===== GEGEBENE EINTRÄGE

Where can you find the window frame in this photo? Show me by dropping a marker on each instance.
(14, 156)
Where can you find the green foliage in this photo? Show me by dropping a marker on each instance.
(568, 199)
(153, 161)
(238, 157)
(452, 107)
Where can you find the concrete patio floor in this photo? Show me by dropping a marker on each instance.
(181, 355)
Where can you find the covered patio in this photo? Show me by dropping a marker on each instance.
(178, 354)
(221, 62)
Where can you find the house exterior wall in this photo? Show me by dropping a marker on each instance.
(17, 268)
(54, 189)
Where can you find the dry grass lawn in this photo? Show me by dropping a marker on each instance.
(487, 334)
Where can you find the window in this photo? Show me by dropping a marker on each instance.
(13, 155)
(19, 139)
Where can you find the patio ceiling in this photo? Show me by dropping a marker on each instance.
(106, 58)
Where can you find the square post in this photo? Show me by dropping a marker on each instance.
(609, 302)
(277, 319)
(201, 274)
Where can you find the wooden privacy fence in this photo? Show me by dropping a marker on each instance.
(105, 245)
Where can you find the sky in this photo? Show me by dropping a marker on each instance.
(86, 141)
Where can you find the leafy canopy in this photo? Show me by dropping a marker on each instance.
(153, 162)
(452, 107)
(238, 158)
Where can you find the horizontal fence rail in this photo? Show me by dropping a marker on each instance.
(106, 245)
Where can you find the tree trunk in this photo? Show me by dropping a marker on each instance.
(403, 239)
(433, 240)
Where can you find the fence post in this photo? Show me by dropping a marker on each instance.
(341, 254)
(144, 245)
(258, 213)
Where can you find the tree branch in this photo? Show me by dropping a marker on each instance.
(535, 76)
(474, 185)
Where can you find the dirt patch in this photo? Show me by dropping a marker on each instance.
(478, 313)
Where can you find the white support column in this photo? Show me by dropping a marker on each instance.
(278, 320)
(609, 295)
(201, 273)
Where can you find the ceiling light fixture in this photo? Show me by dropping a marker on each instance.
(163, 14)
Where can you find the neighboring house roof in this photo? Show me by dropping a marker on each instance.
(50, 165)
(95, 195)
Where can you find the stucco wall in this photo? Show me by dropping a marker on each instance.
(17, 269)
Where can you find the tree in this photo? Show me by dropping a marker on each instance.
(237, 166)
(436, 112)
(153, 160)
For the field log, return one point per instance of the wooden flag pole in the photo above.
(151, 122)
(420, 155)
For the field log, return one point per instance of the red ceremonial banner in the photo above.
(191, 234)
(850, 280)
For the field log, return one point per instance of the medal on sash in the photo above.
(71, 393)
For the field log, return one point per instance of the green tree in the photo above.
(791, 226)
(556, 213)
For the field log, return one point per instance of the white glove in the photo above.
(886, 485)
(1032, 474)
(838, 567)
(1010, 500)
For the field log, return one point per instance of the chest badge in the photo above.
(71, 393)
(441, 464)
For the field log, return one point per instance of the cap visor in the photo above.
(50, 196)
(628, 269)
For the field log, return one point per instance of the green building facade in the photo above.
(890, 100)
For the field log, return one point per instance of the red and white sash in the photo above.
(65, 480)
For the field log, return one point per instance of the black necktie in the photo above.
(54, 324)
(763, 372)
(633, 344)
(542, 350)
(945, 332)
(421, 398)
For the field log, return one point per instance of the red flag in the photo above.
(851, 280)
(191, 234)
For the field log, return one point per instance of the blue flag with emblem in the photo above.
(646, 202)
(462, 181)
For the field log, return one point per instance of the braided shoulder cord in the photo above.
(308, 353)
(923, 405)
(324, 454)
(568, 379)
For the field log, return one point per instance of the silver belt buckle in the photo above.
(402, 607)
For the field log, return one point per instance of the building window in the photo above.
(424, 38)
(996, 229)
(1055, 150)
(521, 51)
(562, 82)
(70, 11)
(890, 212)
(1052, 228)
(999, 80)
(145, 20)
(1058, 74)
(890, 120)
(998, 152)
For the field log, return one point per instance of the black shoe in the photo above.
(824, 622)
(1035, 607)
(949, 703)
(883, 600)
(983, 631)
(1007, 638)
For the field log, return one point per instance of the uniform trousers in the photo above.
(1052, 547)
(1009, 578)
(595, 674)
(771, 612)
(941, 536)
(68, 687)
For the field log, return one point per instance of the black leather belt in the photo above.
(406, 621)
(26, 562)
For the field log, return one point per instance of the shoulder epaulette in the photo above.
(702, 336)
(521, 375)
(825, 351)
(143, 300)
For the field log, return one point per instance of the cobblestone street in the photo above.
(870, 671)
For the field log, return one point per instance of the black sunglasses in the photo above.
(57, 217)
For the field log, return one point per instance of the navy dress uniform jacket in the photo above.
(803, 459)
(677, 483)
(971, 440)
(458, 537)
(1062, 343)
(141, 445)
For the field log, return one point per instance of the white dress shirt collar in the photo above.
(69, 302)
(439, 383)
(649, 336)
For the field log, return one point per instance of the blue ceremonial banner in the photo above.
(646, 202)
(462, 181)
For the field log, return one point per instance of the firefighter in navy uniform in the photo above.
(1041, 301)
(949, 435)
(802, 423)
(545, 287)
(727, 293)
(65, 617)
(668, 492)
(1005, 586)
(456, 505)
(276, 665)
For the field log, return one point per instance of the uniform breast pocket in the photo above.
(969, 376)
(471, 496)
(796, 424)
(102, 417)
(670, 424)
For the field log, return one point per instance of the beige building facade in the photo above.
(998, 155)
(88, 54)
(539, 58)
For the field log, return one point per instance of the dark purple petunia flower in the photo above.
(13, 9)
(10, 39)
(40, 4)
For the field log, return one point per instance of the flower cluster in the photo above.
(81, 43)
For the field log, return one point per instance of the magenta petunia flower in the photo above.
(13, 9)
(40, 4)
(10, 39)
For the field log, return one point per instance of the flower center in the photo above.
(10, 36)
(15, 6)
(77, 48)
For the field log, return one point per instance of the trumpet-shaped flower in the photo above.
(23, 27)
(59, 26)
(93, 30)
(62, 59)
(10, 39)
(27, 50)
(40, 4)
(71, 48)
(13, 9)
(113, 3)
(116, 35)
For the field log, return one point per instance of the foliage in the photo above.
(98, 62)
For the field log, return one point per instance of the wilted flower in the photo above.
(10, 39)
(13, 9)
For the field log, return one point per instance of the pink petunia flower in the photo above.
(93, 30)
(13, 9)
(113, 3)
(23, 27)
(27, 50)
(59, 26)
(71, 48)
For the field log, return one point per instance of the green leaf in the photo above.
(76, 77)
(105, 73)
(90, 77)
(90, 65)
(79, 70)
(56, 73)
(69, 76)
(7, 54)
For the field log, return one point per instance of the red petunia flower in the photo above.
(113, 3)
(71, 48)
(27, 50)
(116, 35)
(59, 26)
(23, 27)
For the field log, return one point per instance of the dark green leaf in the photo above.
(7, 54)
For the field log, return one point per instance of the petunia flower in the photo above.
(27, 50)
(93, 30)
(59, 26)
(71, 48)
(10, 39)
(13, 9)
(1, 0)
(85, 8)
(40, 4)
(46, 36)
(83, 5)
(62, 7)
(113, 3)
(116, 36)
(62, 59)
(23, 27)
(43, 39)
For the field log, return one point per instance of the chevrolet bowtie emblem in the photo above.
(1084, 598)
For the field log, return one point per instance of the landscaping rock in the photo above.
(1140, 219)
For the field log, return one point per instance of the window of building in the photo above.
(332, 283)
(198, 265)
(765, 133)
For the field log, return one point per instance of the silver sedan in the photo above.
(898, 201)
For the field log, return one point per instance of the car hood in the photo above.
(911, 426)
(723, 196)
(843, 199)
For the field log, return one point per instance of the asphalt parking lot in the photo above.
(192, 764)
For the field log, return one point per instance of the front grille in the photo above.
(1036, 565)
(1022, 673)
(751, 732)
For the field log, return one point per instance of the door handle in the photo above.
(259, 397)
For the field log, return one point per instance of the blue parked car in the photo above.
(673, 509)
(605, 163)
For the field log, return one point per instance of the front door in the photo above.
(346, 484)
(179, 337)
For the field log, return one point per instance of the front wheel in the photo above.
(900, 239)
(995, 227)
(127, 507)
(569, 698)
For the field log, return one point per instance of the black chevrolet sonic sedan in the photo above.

==========

### DEINE AUFGABE
Aktualisiere die Einträge ab der Zeile mit „handle in the photo above.“ bis zum Ende und gib sie noch einmal aus. Ersetze darin „front door“ durch „driver door“ und lass alles andere unverändert.

### DIE LÖSUNG
For the field log, return one point per instance of the door handle in the photo above.
(259, 397)
For the field log, return one point per instance of the blue parked car in the photo above.
(673, 509)
(605, 163)
For the field log, return one point per instance of the driver door in the photo above.
(346, 484)
(179, 337)
For the field log, return one point per instance of the front wheel in the photo above.
(900, 239)
(995, 227)
(127, 507)
(569, 698)
For the field log, return one point per instance of the black chevrolet sonic sedan in the photo above.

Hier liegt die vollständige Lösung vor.